WHAT THIS TASK INVOLVES:
Arrange the listing below as a Markdown table with the columns Row and Line, numbering each line in order and skipping blank lines.

-- Start PROVIDED ENTRIES --

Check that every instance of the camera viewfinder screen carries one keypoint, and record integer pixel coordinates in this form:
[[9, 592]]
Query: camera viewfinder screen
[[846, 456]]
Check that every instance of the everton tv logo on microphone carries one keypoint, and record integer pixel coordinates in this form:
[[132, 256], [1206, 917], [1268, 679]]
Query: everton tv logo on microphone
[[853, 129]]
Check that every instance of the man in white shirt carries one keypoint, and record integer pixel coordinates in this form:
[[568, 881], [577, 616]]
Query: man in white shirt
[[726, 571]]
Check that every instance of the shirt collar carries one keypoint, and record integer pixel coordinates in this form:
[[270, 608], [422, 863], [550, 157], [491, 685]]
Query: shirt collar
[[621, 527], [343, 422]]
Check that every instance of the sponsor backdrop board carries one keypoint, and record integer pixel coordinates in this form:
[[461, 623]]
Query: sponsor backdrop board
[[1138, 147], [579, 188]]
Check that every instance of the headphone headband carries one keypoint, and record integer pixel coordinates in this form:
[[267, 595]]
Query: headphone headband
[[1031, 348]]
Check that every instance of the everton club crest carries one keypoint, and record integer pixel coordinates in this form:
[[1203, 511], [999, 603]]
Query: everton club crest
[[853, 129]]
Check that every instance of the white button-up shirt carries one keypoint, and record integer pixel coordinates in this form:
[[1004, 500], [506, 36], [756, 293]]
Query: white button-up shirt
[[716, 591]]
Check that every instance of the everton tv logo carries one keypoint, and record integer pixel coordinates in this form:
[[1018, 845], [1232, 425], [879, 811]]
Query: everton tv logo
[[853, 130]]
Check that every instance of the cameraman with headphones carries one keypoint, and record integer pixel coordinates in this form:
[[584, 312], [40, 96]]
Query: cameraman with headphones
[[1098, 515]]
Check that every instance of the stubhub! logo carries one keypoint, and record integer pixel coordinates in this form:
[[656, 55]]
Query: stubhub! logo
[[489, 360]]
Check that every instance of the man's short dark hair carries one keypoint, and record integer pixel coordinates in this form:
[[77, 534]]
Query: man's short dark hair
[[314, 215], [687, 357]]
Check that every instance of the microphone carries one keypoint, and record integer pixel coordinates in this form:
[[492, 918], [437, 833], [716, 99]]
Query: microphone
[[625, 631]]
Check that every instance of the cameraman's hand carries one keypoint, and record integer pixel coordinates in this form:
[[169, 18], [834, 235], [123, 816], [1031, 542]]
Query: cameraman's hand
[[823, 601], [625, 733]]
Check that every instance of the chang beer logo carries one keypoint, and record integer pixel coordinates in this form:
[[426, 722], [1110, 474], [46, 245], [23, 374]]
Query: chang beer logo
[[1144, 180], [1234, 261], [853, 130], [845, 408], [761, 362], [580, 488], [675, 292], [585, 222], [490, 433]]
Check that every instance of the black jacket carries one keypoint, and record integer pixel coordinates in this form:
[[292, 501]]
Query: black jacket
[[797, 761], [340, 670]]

-- End PROVIDED ENTRIES --

RESULT FOR THIS EXERCISE:
| Row | Line |
|---|---|
| 1 | Check that every instance of the camera viewfinder screen carries one keypoint, and record integer pixel coordinates in this form: |
| 2 | [[9, 592]] |
| 3 | Query: camera viewfinder screen |
| 4 | [[846, 456]] |
| 5 | Check that every instance of the everton tv logo on microphone carries one keypoint, and record integer pixel coordinates in this form: |
| 6 | [[132, 256], [1206, 917], [1268, 679]] |
| 7 | Query: everton tv logo on microphone |
| 8 | [[853, 129]] |
| 9 | Check that every instance of the man in white shirt carries one keypoint, and record integer pixel coordinates in this form: |
| 10 | [[568, 881], [577, 616]] |
| 11 | Query: man in white shirt |
| 12 | [[726, 571]] |
| 13 | Check that every instance of the shirt collar carries one keypoint, and record integer pixel coordinates in this form: |
| 14 | [[270, 608], [422, 863], [550, 157], [491, 685]] |
| 15 | Query: shirt collar |
| 16 | [[621, 527], [343, 422]] |
| 17 | Check that every instance of the sponsor backdrop board carries one keypoint, and record integer pixel coordinates in this form: |
| 18 | [[461, 623]] |
| 19 | Query: sponsor backdrop board |
| 20 | [[1138, 147], [579, 188]] |
| 21 | Check that every instance of the headphone headband carries one keypoint, and record integer pixel coordinates in this form: |
| 22 | [[267, 595]] |
| 23 | Query: headphone headband |
| 24 | [[1031, 348]] |
| 25 | Check that every instance of the everton club crest carries one keypoint, and record integer pixel coordinates in this form: |
| 26 | [[1203, 511], [999, 603]] |
| 27 | Query: everton club crest |
| 28 | [[853, 129]] |
| 29 | Check that every instance of the white button-up shirt carries one keypoint, and record integer pixel coordinates in this form: |
| 30 | [[1004, 500], [506, 36], [756, 293]] |
| 31 | Query: white button-up shirt |
| 32 | [[716, 591]] |
| 33 | Check that every instance of the everton tv logo carries one keypoint, and record integer pixel coordinates in this form: |
| 34 | [[1018, 845], [1232, 425], [879, 811]] |
| 35 | Query: everton tv logo |
| 36 | [[853, 130]] |
| 37 | Check that every instance of the cameraman with headphones carries one keypoint, and record integer pixel coordinates in this form: |
| 38 | [[584, 312], [40, 96]] |
| 39 | Query: cameraman with headphones |
| 40 | [[1098, 515]] |
| 41 | Check that every instance of the stubhub! logo carries one keypoint, and record integer pixel coordinates in this form: |
| 42 | [[656, 55]] |
| 43 | Query: stubhub! logo |
| 44 | [[489, 360]] |
| 45 | Check that every instance of the man's short dark hair carries one keypoint, and record integer pixel coordinates in this form: |
| 46 | [[77, 534]] |
| 47 | Query: man's short dark hair |
| 48 | [[314, 215], [687, 357]] |
| 49 | Check that every instance of the microphone carries one keypoint, and record integer pixel coordinates in this form: |
| 50 | [[492, 918], [437, 833], [716, 99]] |
| 51 | Query: microphone |
| 52 | [[625, 631]] |
| 53 | Check that every instance of the cameraman's hand carries one keypoint, and record integer pixel coordinates in this form: |
| 54 | [[169, 18], [834, 235], [123, 816], [1031, 542]] |
| 55 | Query: cameraman's hand |
| 56 | [[823, 601], [625, 733]] |
| 57 | Check that every instance of the chang beer logo carries one keypoint, and record integer pixel coordinates in this form: |
| 58 | [[426, 722], [1110, 474], [46, 245], [23, 374]] |
| 59 | Query: chang beer logo |
| 60 | [[1144, 180], [1234, 261], [853, 130], [845, 408], [761, 362], [580, 488], [675, 292], [585, 222], [490, 433]] |
| 61 | Check that every instance of the black jacket carries one keypoint, and record integer pixel coordinates in this form: |
| 62 | [[292, 501]] |
| 63 | Query: black jacket |
| 64 | [[797, 761], [340, 670]] |